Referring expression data
- Opening Delimiter -

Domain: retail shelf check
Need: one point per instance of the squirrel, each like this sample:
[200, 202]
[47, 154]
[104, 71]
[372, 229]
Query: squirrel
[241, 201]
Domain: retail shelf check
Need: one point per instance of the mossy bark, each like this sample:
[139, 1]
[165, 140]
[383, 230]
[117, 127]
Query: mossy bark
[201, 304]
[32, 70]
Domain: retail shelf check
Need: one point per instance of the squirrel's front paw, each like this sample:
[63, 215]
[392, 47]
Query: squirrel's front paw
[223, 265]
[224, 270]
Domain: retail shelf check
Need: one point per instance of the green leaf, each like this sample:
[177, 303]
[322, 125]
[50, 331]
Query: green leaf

- Closing Delimiter -
- Opening Delimiter -

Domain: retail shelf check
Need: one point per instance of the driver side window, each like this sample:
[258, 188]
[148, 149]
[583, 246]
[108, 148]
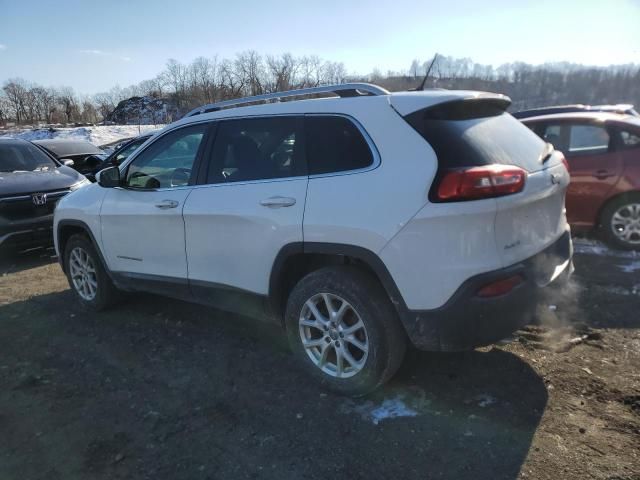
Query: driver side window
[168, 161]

- Closing Delimiter -

Wherever the string "Need" occurs in the data, copy the line that holds it.

Task solution:
Need: one point per instance of the squirrel, each like this sample:
Need: one point per instance of the mossy bark, each like this sample:
Need: one point per instance of the squirrel's front paw, each like this sample:
Need: one point per instance of the green leaf, each like this sample:
Need: one point per instance of the driver side window, each like this sample:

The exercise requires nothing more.